▶ **EXERCISE TASK 1**: In the banderwagon write-up, who independently found the technique for transforming bandersnatch into banderwagon?
▶ **EXERCISE TASK 2**: Pick up the banderwagon write-up after its final sentence and write the section that comes next.

▶ **PAGE EXTRACT**:
---------------

# Understanding The Wagon - From Bandersnatch to Banderwagon
## Introduction
This document explains the transformation from bandersnatch to banderwagon. The particular technique for doing this was independently found by Gottfried Herold. In short, he found that one can create a prime order subgroup by quotienting out the group of rational points in the bandersnatch group.
The main purpose is to give one an intuition of why and how banderwagon works. For a concise handling of the topic, check out Gottfried's [Implementation notes](https://hackmd.io/wliPP_RMT4emsucVuCqfHA?view).
## Acknowledgments
Thanks to Gottfried for reading, commenting and correcting both mathematical and grammar mistakes. In particular, Gottfried noted that the use of affine co-ordinates to speak about the points at infinity was imprecise. The section on special points has thus been reduced to only note that these four points exist and not on how to derive them using Bessalov's technique.
## Twisted Edwards Curve
We define a Twisted Edwards curve over $F_p$ as:
$$ E_{a,d} : ax^2 + y^2 = 1 + dx^2y^2$$
- $x, y, a, d \in F_p^*$
- $d \neq 1$
- $char(p) \neq 2$
**Remark**: When $a=1$ we call this called an Edwards curve. Twisted Edwards curves can therefore be seen as a generalisation of Edwards curves.

---------------

▶ **EXTRACTED INFORMATION**:
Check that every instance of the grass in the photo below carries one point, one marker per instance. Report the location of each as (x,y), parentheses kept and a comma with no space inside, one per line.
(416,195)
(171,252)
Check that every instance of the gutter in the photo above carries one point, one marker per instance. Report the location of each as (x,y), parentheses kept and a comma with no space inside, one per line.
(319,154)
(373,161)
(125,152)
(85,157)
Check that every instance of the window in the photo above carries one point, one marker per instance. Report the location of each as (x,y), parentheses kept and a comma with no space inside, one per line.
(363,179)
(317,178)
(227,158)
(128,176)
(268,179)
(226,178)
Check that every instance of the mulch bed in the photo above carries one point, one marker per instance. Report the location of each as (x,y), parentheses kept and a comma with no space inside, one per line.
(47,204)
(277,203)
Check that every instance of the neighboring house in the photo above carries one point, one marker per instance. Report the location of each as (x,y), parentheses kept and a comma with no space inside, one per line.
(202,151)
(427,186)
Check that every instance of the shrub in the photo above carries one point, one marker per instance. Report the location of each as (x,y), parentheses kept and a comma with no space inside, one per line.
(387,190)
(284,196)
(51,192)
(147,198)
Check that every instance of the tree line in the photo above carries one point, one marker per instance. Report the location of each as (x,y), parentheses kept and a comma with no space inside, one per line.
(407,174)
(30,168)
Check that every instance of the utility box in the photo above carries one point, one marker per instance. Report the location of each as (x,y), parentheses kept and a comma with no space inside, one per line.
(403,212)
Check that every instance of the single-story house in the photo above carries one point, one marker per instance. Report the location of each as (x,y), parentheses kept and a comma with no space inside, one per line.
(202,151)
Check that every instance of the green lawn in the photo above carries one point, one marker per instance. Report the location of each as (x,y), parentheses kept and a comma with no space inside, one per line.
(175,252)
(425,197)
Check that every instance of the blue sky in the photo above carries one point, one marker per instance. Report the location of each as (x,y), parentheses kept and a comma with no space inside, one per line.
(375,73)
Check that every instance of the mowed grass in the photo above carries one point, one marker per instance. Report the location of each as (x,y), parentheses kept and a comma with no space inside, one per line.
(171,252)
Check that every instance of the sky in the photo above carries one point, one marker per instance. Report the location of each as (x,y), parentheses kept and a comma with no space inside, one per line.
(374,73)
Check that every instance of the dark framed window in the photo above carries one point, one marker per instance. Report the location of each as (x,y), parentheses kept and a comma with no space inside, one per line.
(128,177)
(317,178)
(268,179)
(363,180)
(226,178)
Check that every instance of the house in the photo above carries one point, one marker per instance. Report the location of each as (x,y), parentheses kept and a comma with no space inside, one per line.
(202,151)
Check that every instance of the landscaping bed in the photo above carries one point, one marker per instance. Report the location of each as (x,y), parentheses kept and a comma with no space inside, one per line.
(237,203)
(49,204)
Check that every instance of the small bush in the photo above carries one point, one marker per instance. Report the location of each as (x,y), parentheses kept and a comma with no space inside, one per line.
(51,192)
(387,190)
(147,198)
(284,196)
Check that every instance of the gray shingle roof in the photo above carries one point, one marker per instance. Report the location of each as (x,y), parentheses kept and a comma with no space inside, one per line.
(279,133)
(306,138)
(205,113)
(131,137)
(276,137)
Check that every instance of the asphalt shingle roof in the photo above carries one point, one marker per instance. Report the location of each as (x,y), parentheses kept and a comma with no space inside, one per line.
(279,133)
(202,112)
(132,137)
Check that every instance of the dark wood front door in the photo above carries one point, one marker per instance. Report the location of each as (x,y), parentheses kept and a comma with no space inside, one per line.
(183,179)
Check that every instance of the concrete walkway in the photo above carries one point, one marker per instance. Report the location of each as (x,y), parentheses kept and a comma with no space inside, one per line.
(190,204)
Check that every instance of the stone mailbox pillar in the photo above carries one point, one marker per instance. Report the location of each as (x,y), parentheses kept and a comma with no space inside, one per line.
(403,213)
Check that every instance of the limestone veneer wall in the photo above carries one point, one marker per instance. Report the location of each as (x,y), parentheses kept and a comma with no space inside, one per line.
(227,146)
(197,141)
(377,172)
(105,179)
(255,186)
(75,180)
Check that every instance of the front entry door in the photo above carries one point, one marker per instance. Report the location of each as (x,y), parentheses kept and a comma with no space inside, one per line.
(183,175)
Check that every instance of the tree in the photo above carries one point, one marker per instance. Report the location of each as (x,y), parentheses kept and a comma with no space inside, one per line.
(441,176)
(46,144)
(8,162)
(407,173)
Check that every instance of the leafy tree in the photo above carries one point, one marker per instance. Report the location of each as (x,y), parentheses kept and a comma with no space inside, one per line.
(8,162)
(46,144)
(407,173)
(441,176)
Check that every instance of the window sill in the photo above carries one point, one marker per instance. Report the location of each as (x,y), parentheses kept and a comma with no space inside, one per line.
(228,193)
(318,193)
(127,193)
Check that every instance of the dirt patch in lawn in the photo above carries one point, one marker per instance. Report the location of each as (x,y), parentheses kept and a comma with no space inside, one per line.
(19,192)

---------------

▶ **RIGHT ANSWER 1**: Gottfried Herold.

▶ **RIGHT ANSWER 2**:
## Group Law
After choosing the identity point to be $(0,1)$.
We define the addition of two points $(x_1,y_1)$, $(x_2, y_2)$ to be:
$$ (x_1, y_1) + (x_2, y_2) = (\frac{x_1y_2 + y_1x_2}{1+dx_1y_2y_1y_2},\frac{y_1y_2 - ax_1x_2}{1-dx_1x_2y_1y_2}) = (x_3,y_3)$$
The doubling of a point is :
$$2(x_1,y_1) = (\frac{2x_1y_1}{1+dx_1^2y_1^2},\frac{y_1^2-ax_1^2}{1-dx_1^2y_1^2}) = (x_2, y_2)$$
>It is possible to replace the denominator in the doubling formula using the curve equation, note that this _will_ speed up the doubling of a point relative to using the point addition formula. Consequently leading to side-channel attacks during scalar multiplication since a doubling can now be differentiated from a addition.
The fact that we can use one formula for both point addition and point doubling is known as *unification*.
## Base Points
Twisted Edwards curves have four base points which can be found when $x=0$ and $y=0$.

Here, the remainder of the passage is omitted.